Data:
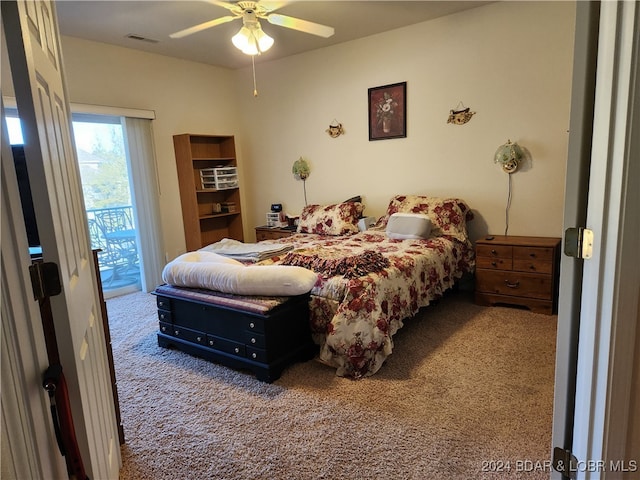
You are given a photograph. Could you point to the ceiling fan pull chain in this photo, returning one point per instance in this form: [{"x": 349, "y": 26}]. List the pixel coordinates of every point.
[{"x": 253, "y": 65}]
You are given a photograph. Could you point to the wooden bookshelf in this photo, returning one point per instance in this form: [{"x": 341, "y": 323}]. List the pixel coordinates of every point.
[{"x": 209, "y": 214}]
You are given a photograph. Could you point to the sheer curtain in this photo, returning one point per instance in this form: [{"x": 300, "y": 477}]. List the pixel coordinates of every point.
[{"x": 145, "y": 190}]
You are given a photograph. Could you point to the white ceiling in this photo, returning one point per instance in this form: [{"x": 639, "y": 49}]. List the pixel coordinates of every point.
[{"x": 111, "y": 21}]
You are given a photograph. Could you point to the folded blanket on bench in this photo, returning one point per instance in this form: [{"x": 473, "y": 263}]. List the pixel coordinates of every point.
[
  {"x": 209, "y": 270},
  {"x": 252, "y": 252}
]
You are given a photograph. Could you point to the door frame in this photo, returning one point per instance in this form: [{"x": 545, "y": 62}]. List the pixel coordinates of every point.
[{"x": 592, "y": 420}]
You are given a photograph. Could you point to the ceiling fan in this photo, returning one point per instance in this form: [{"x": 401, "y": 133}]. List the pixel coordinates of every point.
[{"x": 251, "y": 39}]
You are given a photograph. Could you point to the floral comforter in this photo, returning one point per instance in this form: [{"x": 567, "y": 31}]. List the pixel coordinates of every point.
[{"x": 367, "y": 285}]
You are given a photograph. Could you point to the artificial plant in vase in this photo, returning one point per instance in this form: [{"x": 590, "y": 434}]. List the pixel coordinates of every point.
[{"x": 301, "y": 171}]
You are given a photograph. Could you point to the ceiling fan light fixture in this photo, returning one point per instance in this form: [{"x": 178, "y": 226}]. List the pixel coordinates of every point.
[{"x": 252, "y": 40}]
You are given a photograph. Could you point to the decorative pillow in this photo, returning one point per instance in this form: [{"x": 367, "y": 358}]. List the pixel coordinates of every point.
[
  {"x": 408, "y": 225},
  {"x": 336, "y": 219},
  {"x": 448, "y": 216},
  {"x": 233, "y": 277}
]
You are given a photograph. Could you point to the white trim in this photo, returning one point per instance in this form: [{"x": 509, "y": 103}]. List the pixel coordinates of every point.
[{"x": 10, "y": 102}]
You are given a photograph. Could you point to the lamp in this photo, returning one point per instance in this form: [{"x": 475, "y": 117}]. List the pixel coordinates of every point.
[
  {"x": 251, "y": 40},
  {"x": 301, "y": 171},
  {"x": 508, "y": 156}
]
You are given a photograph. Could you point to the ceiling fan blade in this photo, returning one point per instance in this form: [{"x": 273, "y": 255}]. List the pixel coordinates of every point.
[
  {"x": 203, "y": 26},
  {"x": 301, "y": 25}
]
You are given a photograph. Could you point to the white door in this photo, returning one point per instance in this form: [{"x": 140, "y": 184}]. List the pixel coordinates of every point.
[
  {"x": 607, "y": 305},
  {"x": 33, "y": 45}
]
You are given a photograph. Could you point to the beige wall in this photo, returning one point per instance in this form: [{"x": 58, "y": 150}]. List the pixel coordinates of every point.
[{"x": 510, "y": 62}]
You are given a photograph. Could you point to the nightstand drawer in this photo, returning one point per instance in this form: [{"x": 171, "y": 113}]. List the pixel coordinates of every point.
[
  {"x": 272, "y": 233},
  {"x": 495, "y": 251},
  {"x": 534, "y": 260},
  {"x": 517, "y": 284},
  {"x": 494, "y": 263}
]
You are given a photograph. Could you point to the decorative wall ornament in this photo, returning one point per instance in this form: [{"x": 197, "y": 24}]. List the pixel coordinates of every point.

Problem description:
Output only the lines that run from the one containing "the white door" through the last line of the material above, both included.

Output of the exercise:
You are given a photograph. Could you point to the white door in this photo, returning one point per instance in this form: [{"x": 140, "y": 184}]. List the pixel coordinates of every point.
[
  {"x": 607, "y": 305},
  {"x": 33, "y": 45}
]
You are given a photograph. Could you point to the beige wall in this photo, returning one point per instance in this form: [{"x": 58, "y": 150}]. List the pixel coordinates of every point.
[{"x": 510, "y": 62}]
You are given a photograph. Could you point to the nightstand drawer in this photo, returning one point per instance in this form: [{"x": 171, "y": 113}]. List the pixel coordinates of every point.
[
  {"x": 272, "y": 233},
  {"x": 495, "y": 251},
  {"x": 534, "y": 260},
  {"x": 517, "y": 284},
  {"x": 494, "y": 263}
]
You are given a photograph. Could you point to the decorative wall ornament in this photo, returning one point per instance in this form: [{"x": 197, "y": 24}]. List the pixel coordinates of every point.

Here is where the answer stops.